All of the data below needs to be set down again, exactly as shown.

────────────────────

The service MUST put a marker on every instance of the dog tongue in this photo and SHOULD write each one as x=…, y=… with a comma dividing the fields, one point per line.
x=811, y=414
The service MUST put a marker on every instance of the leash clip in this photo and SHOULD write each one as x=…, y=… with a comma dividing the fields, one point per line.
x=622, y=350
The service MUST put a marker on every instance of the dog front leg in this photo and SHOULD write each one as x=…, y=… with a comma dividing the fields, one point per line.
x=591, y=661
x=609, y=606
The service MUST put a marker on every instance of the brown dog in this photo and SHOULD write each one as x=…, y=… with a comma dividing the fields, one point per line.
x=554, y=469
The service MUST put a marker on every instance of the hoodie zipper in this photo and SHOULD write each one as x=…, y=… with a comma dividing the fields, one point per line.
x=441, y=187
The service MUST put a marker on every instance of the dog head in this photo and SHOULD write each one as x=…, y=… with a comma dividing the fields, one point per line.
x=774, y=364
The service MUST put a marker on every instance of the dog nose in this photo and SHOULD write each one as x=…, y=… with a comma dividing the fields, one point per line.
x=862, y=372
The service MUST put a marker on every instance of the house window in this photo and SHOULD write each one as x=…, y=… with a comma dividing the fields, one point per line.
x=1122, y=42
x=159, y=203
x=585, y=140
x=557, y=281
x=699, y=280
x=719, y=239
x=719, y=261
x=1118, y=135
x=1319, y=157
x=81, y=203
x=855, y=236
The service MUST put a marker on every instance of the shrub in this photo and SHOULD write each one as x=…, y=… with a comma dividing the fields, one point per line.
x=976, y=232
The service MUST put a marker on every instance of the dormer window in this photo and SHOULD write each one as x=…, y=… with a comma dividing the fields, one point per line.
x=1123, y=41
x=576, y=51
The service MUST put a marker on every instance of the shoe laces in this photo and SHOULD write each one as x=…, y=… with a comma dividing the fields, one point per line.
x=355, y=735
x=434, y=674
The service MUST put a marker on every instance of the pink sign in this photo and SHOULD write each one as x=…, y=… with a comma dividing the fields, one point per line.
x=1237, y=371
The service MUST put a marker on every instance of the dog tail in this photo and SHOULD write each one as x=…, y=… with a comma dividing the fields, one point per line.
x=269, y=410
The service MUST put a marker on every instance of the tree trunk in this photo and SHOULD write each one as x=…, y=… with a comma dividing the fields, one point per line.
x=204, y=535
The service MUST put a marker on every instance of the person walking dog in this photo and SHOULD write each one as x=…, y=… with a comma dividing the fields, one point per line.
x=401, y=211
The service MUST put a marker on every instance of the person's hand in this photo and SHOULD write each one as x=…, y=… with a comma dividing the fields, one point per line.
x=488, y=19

────────────────────

Result of this task:
The service MUST put a marker on every instance of the dog tongue in this photo and SHOULD write each one as x=…, y=… with a comma dividing the fields, one point per line.
x=811, y=414
The service MUST put a marker on every instance of the leash clip in this photo and SHOULD write each one as x=…, y=… with a comma dividing the fields, one point per line.
x=622, y=350
The service MUST put a marker on every instance of the dog front leg in this photo and SHOULD write each one as x=…, y=… with a comma dividing the fields, one point per line.
x=591, y=661
x=609, y=606
The service MUST put a marker on every instance of the brown dog in this photo and SHOULD write each one as x=…, y=… with a comma dividing the fields, one point per line.
x=554, y=469
The service MUST put a marker on every instance of the hoodie zipper in this photo and SHOULD write each one as x=…, y=… with a comma dividing the fields, one point per line.
x=441, y=187
The service MUST put a marker on every instance of the dog head in this photo and SHOULD write each one as x=…, y=… with a comma dividing the fields, one point per line.
x=774, y=364
The service MUST put a marker on every instance of the dog nose in this photo and SHOULD write each one as x=…, y=… with a comma dividing the fields, one point per line.
x=862, y=372
The service MUST put a marker on every instance of the house window in this photo and SHOULD write each one as x=…, y=… with a comma dividing the fields, one point per line.
x=1122, y=42
x=159, y=203
x=585, y=140
x=557, y=281
x=699, y=280
x=719, y=239
x=719, y=261
x=1118, y=135
x=1319, y=157
x=81, y=203
x=855, y=236
The service MUST put a marker on every instance of the shrub in this photo and SHOULD write each one as x=…, y=… with a comma dividing the fields, one point per line.
x=976, y=232
The service MUST put a marker on every instance of the dormer window in this photo and SHOULD write each one as x=…, y=… with a comma dividing the fields, one point per line.
x=1123, y=41
x=576, y=51
The service MUST put a marker on every instance of the shoe laces in this photo and SHOULD write each one as x=…, y=… with a comma dividing the fields, one point per line.
x=355, y=735
x=434, y=674
The service MUST put a marker on every instance of the pink sign in this photo and SHOULD write each one as x=…, y=… with a comma dividing the fields, one point per line.
x=1237, y=371
The service MUST put a marker on every instance of the dog tail in this photo and SHOULD write each one as x=…, y=… with a comma dividing the fields, one point per line.
x=269, y=410
The service MUST put a marker on every instance of the tree trunk in this photo and SHOULD write each one as x=…, y=… with a comma dividing the fields, one point per line.
x=204, y=535
The service MUST put a marker on every instance of the person walking dog in this photo and SHOULD write each one as x=…, y=… with a comma dividing the fields, one point per line.
x=401, y=211
The service MUST put a marker on every instance of the person's hand in this photo and SHOULD write each one as x=…, y=… with a comma dividing the fields, one point per line.
x=488, y=19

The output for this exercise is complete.